» **BRIEF**: The reply should consist of the entire listing, word for word.

» **SUPPLIED INFORMATION**:
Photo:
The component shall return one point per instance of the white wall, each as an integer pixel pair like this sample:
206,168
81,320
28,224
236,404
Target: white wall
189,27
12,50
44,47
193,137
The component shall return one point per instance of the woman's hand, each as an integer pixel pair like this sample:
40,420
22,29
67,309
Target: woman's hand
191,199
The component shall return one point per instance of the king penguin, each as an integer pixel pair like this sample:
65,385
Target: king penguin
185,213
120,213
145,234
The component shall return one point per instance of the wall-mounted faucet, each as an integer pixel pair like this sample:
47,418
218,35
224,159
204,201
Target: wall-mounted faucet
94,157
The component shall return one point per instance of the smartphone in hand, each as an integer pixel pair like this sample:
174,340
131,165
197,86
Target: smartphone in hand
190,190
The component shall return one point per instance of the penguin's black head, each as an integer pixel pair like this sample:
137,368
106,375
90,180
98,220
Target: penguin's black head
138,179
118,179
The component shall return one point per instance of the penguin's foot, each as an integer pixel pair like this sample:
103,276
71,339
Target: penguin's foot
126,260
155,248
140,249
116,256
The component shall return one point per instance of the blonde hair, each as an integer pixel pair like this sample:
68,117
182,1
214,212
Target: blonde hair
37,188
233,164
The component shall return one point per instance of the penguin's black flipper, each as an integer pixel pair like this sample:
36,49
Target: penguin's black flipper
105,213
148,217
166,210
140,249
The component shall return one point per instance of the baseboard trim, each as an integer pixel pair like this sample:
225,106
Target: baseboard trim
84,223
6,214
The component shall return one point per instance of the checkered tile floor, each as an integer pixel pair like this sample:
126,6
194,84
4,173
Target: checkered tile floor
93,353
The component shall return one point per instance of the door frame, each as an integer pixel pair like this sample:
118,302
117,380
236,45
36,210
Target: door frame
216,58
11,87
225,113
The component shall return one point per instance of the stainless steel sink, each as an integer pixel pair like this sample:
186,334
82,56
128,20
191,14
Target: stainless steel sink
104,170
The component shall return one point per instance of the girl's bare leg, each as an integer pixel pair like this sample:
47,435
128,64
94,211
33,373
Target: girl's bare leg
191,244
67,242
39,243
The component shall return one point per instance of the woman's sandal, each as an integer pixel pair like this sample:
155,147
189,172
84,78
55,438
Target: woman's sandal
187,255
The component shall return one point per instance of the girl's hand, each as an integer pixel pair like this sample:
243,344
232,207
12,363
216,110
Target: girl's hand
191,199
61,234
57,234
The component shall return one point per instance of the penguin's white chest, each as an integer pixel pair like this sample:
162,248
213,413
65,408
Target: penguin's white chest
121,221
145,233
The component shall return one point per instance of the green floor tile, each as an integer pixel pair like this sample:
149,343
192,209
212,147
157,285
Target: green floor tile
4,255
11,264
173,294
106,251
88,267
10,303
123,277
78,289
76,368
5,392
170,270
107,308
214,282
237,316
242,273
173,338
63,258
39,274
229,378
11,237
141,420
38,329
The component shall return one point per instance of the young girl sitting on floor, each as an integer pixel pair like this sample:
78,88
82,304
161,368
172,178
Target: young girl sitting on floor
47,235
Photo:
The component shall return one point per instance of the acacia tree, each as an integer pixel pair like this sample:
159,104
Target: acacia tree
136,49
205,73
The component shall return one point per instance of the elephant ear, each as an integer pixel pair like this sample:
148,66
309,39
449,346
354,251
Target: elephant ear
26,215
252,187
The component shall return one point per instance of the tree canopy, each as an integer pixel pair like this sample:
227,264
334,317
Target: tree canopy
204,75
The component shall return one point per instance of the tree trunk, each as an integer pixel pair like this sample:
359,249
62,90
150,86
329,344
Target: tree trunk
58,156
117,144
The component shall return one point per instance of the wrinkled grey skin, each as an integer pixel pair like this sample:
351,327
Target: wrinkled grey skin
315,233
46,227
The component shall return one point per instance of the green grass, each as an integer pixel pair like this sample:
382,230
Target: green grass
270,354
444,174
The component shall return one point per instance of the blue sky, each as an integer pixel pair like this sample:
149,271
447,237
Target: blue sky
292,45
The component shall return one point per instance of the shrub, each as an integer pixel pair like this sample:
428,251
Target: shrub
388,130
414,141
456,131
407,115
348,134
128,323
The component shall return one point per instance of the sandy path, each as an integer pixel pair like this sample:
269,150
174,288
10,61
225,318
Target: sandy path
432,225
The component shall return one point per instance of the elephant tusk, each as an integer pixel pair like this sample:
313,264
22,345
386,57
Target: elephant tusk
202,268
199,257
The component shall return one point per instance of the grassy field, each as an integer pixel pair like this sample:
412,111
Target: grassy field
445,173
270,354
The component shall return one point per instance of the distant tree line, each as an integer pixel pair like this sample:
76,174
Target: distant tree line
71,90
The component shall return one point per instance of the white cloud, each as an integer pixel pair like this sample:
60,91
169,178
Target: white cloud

» **SOLUTION TO THIS TASK**:
Photo:
The component shall return one point per instance of the white wall, each as an integer pixel pair like this sample:
206,168
81,320
28,224
236,404
Target: white wall
189,27
12,50
44,47
193,137
The component shall return one point per instance of the woman's hand, each as an integer pixel pair like this sample:
40,420
22,29
67,309
Target: woman's hand
191,199
The component shall return one point per instance of the king penguin, each as an integer pixel pair like this sample:
65,385
Target: king penguin
185,213
120,213
145,234
The component shall return one point per instance of the wall-mounted faucet, each as an integer pixel pair like this sample:
47,418
218,35
224,159
204,201
Target: wall-mounted faucet
94,157
The component shall return one point per instance of the smartphone in hand, each as an integer pixel pair like this sample:
174,340
131,165
197,86
Target: smartphone in hand
190,190
The component shall return one point per instance of the penguin's black head, each as an integer pixel pair like this sample:
137,368
106,375
90,180
98,220
Target: penguin's black head
138,179
118,179
The component shall return one point per instance of the penguin's foot, each as an integer pixel pair like this sample:
103,276
71,339
Target: penguin's foot
126,260
155,248
140,249
116,256
The component shall return one point per instance of the blonde hair, each as an integer pixel pair like this sample:
68,117
182,1
214,212
Target: blonde hair
37,188
233,164
The component shall return one point per instance of the penguin's black flipper, each as an integer pixel pair like this sample:
36,49
Target: penguin's black flipper
105,213
148,217
166,210
140,249
The component shall return one point per instance of the baseboard trim, each as an integer pixel pair like this sample:
225,106
Target: baseboard trim
84,223
6,214
The component shall return one point per instance of the checkered tile floor, each as an integer pixel pair like this sample:
126,6
194,84
4,173
Target: checkered tile floor
93,353
The component shall return one point per instance of the door frame, each as an integer pixel pair like this sample:
118,302
117,380
236,45
36,210
Target: door frame
216,58
11,87
225,113
The component shall return one point per instance of the stainless steel sink, each as an integer pixel pair like this sample:
186,334
82,56
128,20
191,14
Target: stainless steel sink
104,170
The component shall return one point per instance of the girl's bare leg, each as an integer pixel pair like this sample:
47,435
128,64
94,211
33,373
Target: girl's bare leg
191,244
67,242
39,243
The component shall return one point per instance of the woman's sandal, each as an integer pixel pair like this sample:
155,147
189,172
84,78
55,438
Target: woman's sandal
187,255
The component shall return one point per instance of the girl's hand, each as an integer pixel pair like this sample:
243,344
232,207
12,363
216,110
Target: girl's hand
191,199
61,234
57,234
The component shall return one point per instance of the penguin's white chest, each as an integer pixel pair like this sample:
162,248
213,413
65,408
Target: penguin's white chest
121,221
145,233
The component shall return one point per instance of the green floor tile, each as an integer pixel pair like this sample:
149,343
192,209
212,147
157,285
Target: green floor tile
4,255
11,264
173,294
106,251
88,267
10,303
123,277
78,289
76,368
5,392
170,270
107,308
214,282
237,316
242,273
173,338
63,258
39,274
229,378
11,237
141,420
38,329
The component shall return one point per instance of the young girl sitting on floor, each as an integer pixel pair like this sample:
78,88
82,304
161,368
172,178
Target: young girl sitting on floor
47,235
Photo:
The component shall return one point per instance of the acacia tree, each as an integer pixel pair like this sample:
159,104
Target: acacia tree
136,49
205,73
The component shall return one point per instance of the elephant ear, each as an integer pixel pair like this sample:
148,66
309,39
449,346
354,251
Target: elephant ear
26,215
252,187
The component shall return one point per instance of the tree canopy, each as an integer pixel pair like this sample:
227,264
334,317
Target: tree canopy
204,75
The component shall return one point per instance of the tree trunk, each as an integer pixel pair like this sample:
359,249
62,90
150,86
329,344
Target: tree trunk
58,156
117,144
The component shall return one point per instance of the wrinkled grey skin, each as an integer pixel pair like this sample:
351,327
Target: wrinkled grey skin
315,233
46,227
The component shall return one point per instance of the green grass, each as an integer pixel pair like this sample:
382,230
Target: green grass
270,354
444,174
The component shall return one point per instance of the blue sky, each as an integer pixel pair like this sample:
149,271
447,237
Target: blue sky
292,45
The component shall return one point per instance of the shrub, each as an integer pixel pair like this sample:
428,251
Target: shrub
388,130
414,141
456,131
407,115
348,134
128,323
The component shall return one point per instance of the sandy path, each as an integer pixel pair like this sample:
269,150
174,288
10,61
225,318
Target: sandy path
432,225
The component shall return one point per instance of the elephant tusk, each as an integer pixel pair like this sample:
313,264
22,345
386,57
Target: elephant tusk
202,268
199,257
The component shall return one point per instance of the grassy field, each as an integer pixel pair like this sample:
412,111
Target: grassy field
445,173
270,354
The component shall return one point per instance of the distant tree line, each as an integer pixel pair like this sample:
76,174
Target: distant tree line
71,90
The component shall return one point per instance of the white cloud, each as an integer pixel pair like this sample:
60,91
169,178
Target: white cloud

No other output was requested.